Segment Start: Recorded data
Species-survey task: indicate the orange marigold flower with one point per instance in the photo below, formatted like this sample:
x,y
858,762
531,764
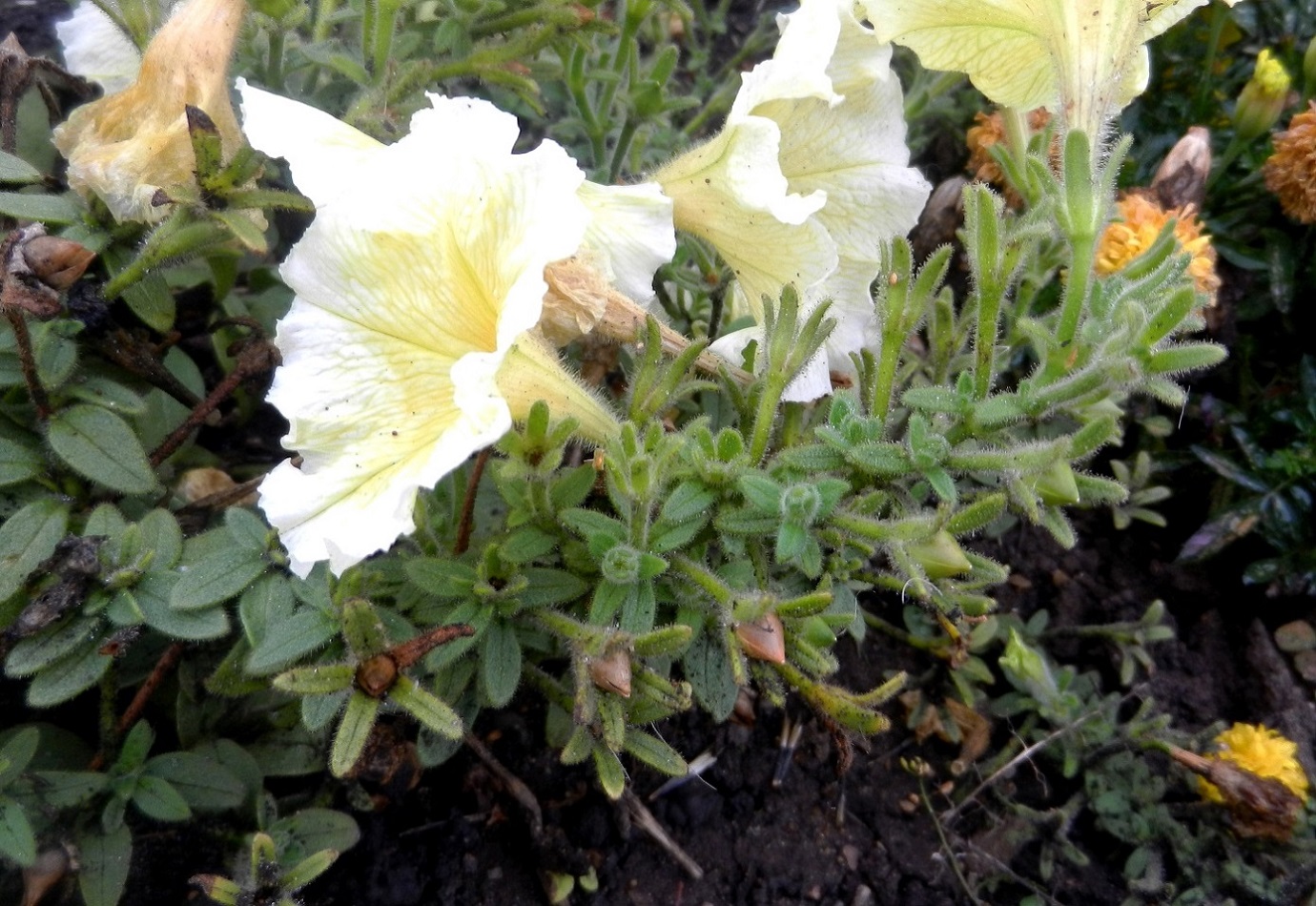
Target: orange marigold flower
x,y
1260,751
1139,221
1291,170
Segment End: Recorded data
Segment Start: Recorded data
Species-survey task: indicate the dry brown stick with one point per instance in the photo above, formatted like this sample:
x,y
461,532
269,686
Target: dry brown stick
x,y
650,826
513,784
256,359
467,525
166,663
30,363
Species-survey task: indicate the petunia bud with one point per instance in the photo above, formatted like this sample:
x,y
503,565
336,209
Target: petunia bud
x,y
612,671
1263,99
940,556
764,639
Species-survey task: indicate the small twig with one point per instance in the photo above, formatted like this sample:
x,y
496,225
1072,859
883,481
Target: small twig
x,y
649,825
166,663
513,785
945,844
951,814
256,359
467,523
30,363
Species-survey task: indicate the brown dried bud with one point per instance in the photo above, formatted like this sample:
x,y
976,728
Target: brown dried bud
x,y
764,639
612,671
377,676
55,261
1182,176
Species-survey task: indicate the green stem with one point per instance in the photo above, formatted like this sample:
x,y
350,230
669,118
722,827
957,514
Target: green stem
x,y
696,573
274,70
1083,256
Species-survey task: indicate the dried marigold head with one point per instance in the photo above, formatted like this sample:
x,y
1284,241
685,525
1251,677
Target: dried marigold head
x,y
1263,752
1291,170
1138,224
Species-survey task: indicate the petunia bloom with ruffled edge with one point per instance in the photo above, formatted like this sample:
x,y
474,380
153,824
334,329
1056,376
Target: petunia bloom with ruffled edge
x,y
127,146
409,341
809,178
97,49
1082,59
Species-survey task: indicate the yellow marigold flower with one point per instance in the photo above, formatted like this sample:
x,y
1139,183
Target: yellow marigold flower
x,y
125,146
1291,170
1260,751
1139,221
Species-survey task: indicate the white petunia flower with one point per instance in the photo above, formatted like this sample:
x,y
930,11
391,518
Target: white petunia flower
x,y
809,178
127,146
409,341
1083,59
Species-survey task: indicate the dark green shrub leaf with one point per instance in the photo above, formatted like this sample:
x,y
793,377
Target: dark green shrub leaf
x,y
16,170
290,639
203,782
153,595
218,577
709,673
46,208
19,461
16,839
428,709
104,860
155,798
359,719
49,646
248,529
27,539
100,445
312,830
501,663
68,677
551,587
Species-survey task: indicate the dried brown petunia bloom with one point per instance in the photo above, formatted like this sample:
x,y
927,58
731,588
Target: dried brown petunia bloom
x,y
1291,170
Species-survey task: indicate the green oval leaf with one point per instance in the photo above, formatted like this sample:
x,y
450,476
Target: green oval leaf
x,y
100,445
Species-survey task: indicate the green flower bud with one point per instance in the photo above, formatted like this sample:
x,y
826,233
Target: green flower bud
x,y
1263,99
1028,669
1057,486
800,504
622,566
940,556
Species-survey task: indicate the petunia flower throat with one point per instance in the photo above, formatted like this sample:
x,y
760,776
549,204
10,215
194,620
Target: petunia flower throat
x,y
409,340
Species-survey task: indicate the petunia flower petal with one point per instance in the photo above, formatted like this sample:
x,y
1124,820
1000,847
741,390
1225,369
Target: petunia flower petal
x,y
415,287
Segment End: Recorded data
Segment Start: Recorded data
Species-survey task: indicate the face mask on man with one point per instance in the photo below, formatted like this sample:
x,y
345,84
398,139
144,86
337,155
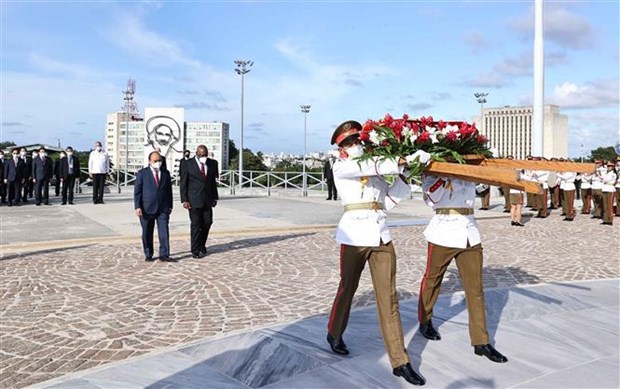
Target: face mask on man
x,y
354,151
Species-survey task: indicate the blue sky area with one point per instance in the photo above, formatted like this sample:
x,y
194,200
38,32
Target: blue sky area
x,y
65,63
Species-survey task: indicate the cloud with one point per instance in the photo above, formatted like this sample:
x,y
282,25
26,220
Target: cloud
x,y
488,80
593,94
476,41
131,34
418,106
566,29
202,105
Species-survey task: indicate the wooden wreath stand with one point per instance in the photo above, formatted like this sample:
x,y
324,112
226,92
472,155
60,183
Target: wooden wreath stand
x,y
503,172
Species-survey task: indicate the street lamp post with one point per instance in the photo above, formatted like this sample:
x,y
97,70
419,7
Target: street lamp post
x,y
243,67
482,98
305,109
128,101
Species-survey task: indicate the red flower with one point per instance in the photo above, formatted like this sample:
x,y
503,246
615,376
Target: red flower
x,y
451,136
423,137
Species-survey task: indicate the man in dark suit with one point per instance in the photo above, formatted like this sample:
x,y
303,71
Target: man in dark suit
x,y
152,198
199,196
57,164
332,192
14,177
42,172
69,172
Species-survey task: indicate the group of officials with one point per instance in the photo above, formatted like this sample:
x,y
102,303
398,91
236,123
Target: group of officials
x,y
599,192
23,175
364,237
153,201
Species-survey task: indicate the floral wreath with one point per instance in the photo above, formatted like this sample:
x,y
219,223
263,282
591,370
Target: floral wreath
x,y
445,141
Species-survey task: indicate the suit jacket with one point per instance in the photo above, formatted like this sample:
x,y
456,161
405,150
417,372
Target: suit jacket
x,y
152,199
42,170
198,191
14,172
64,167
Segment End: Recorded data
_Assignment:_ The word to find is "below". Copy every line of the data that holds it.

_Task output:_
Species-survey task: indicate the orange marigold flower with one point per instance in the photo below, formatted like this sample:
Species-survey task: indicate the face mask on man with one point per instance in the photo below, formatted like this sample:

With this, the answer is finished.